§ **Work to be completed**
Transcribe the entries below without alteration.

§ **Record set**
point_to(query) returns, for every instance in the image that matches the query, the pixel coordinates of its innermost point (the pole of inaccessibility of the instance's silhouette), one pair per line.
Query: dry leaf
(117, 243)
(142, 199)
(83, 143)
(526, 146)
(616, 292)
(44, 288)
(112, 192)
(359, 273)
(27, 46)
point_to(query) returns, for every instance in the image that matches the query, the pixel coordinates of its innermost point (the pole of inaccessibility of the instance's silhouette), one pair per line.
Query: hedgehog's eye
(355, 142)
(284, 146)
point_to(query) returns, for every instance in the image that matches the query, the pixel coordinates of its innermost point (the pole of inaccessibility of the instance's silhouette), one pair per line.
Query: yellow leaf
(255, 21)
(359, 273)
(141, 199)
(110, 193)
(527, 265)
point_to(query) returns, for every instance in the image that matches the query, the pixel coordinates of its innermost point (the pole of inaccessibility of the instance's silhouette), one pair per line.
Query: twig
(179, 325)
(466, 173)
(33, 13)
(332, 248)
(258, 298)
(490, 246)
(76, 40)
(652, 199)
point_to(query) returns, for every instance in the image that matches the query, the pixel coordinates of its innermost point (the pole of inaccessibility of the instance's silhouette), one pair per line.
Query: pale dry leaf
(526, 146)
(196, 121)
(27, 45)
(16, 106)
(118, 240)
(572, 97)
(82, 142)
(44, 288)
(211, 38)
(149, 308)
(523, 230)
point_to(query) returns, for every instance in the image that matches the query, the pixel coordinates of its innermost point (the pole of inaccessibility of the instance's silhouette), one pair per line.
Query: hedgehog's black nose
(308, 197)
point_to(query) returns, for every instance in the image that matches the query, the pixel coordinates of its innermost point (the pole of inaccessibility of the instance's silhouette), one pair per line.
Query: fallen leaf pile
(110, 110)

§ **Exercise solution**
point_to(query) returns, for every instance in the image that matches the query, the pixel coordinates of its innermost point (the pole of inaccessibility of the instance's silhouette), one pair per line.
Query: dry leaf
(117, 243)
(142, 199)
(83, 143)
(526, 146)
(616, 292)
(44, 288)
(112, 192)
(359, 273)
(27, 46)
point_to(query) returns, for every instance in the image that matches the query, the pixel coordinates of its innermost point (the pole of inaccessibility of the instance's silhouette), one pair per line.
Query: hedgehog's eye
(355, 142)
(284, 146)
point_to(query) returns, for every instance in the image that matches the query, the pixel coordinates of its innermost point (the pole of inaccessibility of the instance's silhouette), one pair per line.
Query: yellow leaf
(255, 21)
(359, 273)
(141, 199)
(110, 193)
(527, 265)
point_to(query) returns, for every instance in the image that matches the query, the pixel coordinates of its innermost point (the pole of inaccessibility of the instance's silhouette), one pair per line.
Query: twig
(179, 325)
(466, 173)
(33, 13)
(332, 248)
(258, 298)
(490, 246)
(76, 40)
(652, 199)
point_to(query) returns, for every instance in the image that matches the query, the pixel coordinates of its innermost point (the pole of inaccessibility of the instance's silhouette), one pair per line.
Query: pale dry leaf
(526, 146)
(196, 121)
(27, 45)
(16, 106)
(118, 240)
(572, 97)
(82, 142)
(44, 288)
(211, 38)
(149, 308)
(523, 230)
point_to(query) returns, for every instance in the image that matches the query, the pixel coordinates of its innermost point (the pole of inaccessibility of the instance's silhouette), one pair per line.
Query: hedgehog's black nose
(308, 197)
point_to(query) returns, for every instance in the image that matches the query, the pixel coordinates of its innermost point (the pole of inaccessibility of the instance's silhouette), one pair per line.
Query: fallen leaf pile
(110, 110)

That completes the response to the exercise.